(Data listing)
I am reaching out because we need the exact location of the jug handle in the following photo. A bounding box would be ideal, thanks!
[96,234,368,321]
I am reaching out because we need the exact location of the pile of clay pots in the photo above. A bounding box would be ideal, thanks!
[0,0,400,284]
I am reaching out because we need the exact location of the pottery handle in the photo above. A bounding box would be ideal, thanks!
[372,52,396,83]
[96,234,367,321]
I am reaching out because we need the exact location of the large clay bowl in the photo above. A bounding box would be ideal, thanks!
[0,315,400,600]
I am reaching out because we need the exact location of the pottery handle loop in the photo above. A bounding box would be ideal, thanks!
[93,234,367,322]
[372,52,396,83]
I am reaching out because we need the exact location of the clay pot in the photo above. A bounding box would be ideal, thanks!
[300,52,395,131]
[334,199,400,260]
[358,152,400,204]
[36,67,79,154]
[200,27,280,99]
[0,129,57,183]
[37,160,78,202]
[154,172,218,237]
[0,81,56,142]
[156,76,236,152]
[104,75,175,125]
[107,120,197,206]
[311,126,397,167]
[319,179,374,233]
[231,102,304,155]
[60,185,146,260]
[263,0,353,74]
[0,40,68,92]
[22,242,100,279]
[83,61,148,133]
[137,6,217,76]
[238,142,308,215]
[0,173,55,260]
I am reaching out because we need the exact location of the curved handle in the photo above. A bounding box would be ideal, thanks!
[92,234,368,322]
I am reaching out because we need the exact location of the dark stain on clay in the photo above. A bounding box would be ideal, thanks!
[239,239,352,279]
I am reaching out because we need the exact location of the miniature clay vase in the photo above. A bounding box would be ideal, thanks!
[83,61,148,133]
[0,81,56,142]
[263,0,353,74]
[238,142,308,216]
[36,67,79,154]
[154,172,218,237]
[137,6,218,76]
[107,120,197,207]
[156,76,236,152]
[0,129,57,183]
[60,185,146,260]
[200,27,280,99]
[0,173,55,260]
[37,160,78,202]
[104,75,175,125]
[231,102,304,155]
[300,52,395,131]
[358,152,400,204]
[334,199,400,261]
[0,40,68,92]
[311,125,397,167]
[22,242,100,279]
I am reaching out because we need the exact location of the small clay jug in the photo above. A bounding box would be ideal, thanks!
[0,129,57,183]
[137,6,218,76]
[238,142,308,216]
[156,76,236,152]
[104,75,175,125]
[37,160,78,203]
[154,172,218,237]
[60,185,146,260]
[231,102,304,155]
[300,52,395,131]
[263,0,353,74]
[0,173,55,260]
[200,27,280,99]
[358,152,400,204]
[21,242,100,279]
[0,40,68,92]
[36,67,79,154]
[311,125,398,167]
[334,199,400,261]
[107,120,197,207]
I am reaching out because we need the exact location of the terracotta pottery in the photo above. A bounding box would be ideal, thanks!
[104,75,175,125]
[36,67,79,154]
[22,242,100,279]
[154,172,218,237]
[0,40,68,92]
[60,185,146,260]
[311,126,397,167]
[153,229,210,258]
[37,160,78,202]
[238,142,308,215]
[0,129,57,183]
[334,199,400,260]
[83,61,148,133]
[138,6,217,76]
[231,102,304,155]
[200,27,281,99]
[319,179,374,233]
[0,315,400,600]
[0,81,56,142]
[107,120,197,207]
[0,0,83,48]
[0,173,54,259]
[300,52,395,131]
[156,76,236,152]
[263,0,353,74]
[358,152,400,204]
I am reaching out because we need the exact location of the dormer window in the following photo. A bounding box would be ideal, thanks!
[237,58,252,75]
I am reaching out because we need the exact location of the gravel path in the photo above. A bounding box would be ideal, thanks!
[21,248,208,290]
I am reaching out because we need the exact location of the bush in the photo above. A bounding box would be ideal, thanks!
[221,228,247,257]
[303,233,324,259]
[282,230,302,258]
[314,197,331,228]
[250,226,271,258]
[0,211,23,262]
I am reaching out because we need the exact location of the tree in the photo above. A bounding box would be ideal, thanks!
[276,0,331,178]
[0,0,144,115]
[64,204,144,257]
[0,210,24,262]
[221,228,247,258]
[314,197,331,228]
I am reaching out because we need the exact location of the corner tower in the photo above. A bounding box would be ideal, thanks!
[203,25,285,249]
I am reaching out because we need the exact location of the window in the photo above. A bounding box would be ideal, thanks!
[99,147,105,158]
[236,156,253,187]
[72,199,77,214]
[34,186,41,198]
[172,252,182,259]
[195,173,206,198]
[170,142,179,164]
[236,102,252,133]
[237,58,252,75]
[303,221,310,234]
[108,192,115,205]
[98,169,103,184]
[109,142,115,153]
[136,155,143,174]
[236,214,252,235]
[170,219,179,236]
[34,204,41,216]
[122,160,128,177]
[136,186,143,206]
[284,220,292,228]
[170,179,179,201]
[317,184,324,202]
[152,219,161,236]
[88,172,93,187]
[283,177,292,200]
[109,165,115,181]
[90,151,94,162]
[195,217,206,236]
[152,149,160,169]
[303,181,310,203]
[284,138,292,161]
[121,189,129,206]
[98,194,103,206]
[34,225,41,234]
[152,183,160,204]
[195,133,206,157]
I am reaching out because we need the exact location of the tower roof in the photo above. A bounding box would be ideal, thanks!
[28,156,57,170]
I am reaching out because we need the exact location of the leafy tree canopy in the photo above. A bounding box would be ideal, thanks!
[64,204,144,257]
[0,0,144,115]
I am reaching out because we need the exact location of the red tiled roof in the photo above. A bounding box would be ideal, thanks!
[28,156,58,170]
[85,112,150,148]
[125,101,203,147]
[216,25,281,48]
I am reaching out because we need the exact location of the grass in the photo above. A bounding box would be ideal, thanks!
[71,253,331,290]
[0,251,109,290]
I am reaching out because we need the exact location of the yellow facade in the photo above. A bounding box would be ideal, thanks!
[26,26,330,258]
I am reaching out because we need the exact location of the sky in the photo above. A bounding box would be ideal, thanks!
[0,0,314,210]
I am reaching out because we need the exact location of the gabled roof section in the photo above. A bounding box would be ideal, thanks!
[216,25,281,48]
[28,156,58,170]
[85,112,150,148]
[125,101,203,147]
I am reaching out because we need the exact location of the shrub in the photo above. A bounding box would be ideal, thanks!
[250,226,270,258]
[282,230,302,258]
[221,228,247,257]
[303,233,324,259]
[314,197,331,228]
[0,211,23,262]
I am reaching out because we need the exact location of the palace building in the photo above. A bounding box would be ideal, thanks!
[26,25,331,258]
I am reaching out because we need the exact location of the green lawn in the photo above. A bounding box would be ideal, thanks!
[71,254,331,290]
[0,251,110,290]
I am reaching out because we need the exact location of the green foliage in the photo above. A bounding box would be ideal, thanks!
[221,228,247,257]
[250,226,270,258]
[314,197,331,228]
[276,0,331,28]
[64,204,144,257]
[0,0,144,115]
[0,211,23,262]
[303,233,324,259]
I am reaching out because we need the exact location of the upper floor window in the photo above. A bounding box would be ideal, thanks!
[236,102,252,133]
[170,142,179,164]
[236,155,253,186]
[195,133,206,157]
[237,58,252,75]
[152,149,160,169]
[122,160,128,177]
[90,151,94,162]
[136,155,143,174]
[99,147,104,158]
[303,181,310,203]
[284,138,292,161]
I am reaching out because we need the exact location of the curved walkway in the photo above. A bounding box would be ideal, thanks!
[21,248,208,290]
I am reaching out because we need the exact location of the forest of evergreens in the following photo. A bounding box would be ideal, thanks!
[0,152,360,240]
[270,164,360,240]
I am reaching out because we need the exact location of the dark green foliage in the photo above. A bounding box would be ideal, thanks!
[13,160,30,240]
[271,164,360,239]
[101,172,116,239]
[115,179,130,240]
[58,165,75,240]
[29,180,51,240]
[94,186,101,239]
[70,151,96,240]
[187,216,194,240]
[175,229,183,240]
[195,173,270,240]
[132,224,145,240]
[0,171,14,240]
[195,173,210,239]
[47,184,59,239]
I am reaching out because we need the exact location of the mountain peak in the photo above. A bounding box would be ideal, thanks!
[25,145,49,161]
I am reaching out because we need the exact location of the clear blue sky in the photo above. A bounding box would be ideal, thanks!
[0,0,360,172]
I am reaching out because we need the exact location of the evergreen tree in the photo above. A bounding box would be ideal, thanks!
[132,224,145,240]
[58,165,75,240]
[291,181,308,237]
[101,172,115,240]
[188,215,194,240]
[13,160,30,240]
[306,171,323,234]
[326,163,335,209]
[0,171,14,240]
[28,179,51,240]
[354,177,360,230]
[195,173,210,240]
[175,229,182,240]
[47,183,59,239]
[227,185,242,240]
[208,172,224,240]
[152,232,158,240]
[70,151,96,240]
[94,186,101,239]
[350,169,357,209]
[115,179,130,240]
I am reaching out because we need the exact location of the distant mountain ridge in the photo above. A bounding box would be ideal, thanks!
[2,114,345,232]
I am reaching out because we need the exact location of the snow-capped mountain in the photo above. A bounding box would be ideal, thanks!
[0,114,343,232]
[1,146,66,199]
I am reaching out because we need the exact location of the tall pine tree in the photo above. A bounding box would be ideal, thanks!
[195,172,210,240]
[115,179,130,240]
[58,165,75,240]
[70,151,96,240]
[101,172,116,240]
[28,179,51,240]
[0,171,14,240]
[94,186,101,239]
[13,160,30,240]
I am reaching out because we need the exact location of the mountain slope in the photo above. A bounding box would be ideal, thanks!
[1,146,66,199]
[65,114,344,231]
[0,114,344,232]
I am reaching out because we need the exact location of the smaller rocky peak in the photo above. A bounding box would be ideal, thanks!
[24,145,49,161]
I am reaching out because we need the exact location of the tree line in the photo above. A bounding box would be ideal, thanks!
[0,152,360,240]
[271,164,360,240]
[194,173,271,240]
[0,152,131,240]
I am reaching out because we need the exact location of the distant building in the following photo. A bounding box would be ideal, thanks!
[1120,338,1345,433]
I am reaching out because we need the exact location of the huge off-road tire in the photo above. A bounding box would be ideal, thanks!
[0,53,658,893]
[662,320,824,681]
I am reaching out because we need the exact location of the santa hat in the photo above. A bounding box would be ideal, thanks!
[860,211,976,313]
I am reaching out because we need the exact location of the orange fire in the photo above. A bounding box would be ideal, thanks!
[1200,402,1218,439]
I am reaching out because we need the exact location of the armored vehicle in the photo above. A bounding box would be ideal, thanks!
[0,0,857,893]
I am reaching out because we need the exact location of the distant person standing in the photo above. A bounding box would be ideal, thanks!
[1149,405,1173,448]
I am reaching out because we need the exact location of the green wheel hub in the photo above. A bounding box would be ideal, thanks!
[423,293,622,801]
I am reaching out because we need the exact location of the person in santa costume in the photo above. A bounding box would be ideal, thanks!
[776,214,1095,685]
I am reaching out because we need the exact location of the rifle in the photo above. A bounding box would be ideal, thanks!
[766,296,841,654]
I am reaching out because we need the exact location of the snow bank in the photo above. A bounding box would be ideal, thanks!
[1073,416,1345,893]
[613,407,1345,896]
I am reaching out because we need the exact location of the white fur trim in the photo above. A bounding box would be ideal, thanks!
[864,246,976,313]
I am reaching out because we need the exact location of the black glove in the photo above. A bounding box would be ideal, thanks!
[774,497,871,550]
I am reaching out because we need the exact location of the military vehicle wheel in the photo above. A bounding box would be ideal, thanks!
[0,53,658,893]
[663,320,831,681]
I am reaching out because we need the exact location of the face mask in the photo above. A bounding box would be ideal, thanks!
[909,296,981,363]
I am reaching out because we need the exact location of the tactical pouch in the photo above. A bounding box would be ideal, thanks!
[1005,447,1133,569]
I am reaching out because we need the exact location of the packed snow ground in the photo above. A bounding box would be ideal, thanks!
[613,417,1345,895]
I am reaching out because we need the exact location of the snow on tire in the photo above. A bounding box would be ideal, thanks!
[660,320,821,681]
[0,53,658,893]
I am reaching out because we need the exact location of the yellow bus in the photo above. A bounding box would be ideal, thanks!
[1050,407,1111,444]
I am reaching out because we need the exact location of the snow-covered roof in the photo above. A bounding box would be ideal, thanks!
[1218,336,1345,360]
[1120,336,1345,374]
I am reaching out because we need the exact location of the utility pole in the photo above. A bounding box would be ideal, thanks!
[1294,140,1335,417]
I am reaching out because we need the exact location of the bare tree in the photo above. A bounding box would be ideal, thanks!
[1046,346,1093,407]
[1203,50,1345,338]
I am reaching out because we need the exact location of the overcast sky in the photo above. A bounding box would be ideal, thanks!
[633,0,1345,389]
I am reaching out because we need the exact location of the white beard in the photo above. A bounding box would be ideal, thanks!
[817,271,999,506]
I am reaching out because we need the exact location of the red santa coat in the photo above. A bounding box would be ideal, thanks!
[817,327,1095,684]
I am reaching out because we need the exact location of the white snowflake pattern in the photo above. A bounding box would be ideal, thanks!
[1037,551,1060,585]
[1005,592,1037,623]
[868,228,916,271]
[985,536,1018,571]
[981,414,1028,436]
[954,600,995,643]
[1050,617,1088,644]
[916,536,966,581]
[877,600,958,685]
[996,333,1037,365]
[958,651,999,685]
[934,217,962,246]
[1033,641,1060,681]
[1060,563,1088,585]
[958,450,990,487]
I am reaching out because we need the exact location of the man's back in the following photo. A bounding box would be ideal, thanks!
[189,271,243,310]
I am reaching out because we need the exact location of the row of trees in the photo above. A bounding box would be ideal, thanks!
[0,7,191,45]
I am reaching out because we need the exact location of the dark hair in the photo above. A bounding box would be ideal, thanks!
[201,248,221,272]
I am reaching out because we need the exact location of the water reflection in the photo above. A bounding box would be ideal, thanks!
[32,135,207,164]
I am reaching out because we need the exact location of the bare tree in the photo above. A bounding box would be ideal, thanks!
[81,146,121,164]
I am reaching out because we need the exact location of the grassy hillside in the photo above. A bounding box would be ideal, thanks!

Do this: Copy out word for word the entries starting at the line containing "the snow on" and ending after the line containing "[817,327,1095,684]".

Exercise result:
I am reaching out because we need the exact location of the snow on tire in the photo above. A bounding box would be ideal, thanks!
[660,320,821,681]
[0,53,658,893]
I am reaching out because we need the exact location of the yellow bus in the photo above. A bounding box would be ideal, thanks!
[1050,407,1111,444]
I am reaching out because we need the exact location of the snow-covered roof in the photo above. A bounding box would be ideal, thanks!
[1218,336,1345,360]
[1120,336,1345,374]
I am reaching out because we need the exact location of the utility pole in the photo above. A bounding box would be ideal, thanks!
[1294,140,1335,417]
I am reaching out because we need the exact location of the bare tree in the photo above. A bounding box would be ideal, thanks!
[1046,346,1093,407]
[1203,50,1345,338]
I am reaching out because we need the exact location of the overcast sky in the photo above. A bounding box would be ideal, thanks!
[633,0,1345,389]
I am reaching out because we need the exact location of the white beard in the photo above. A bounding box would be ideal, thanks!
[817,271,999,506]
I am reaching out because we need the exact location of the red santa coat in the photo above. A bounding box would be ideal, thanks!
[817,327,1095,684]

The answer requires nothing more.